# Required task 1
Reproduce every line of the stored data entries below without any change, leaving out the pictures.

# Source passage
• • •

Admit it. What grates on you about these Silicon Valley abuses is precisely that they do have so much “market power,” which is a classic antitrust violation. So team up with some conservative legal foundation and sue. Even the big time, fancy pants lawyers the Silicon Valley behemoths can throw back at you can’t beat this giant killer elixir.

What will help your antitrust case is the long history the Silicon Valley Socialist Media Dictatorship has in using the government to destroy their competition. Google has spent the last 20 years pushing for Net Neutrality, a scheme to use the government to force ISPs to give mega bandwidth hogs like Google, Facebook, Amazon and Netflix unlimited internet service for free.

Then there was Google collaborating with former President Obama to create what became “the Google administration.” Google was at the Obama White House every week after Obama took the oath of office. Obama used Google like Ronald Reagan and Donald Trump used the Heritage Foundation, swapping high-level employees to staff their administration.

Do you think people should sue social media companies for violating antitrust laws?

• • •

(Stored data entries)

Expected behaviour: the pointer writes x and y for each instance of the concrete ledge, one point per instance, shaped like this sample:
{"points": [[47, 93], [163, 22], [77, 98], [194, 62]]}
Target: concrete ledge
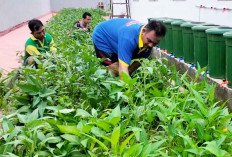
{"points": [[223, 93], [22, 24]]}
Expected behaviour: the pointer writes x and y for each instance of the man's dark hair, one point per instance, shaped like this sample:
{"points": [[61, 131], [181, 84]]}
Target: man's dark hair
{"points": [[157, 26], [86, 14], [35, 25]]}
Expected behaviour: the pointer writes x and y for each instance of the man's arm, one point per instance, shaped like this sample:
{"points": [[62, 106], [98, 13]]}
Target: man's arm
{"points": [[52, 46], [134, 66], [122, 67]]}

• • •

# Required task 2
Write out the whole passage on Silicon Valley and antitrust above, word for word.

# Right answer 1
Expected behaviour: the pointer writes x and y for each instance of the concrete ledge, one point per instance, shaped like this sample:
{"points": [[47, 93], [163, 22], [77, 98], [194, 62]]}
Target: concrete ledge
{"points": [[223, 93], [22, 24]]}
Expected behaviour: the pointer writes x and y for each instance of the man's dark hair, one point per instance, shaped like this sample:
{"points": [[61, 131], [181, 84]]}
Target: man's dark hair
{"points": [[157, 26], [86, 14], [35, 25]]}
Expected behaviour: the pointer writes x and y for each instance of the man's arm, one point per instance, shaped like this sample:
{"points": [[62, 106], [98, 13]]}
Target: man's arm
{"points": [[52, 46], [134, 66], [122, 67]]}

# Right answer 2
Admit it. What grates on you about these Silicon Valley abuses is precisely that they do have so much “market power,” which is a classic antitrust violation. So team up with some conservative legal foundation and sue. Even the big time, fancy pants lawyers the Silicon Valley behemoths can throw back at you can’t beat this giant killer elixir.

What will help your antitrust case is the long history the Silicon Valley Socialist Media Dictatorship has in using the government to destroy their competition. Google has spent the last 20 years pushing for Net Neutrality, a scheme to use the government to force ISPs to give mega bandwidth hogs like Google, Facebook, Amazon and Netflix unlimited internet service for free.

Then there was Google collaborating with former President Obama to create what became “the Google administration.” Google was at the Obama White House every week after Obama took the oath of office. Obama used Google like Ronald Reagan and Donald Trump used the Heritage Foundation, swapping high-level employees to staff their administration.

Do you think people should sue social media companies for violating antitrust laws?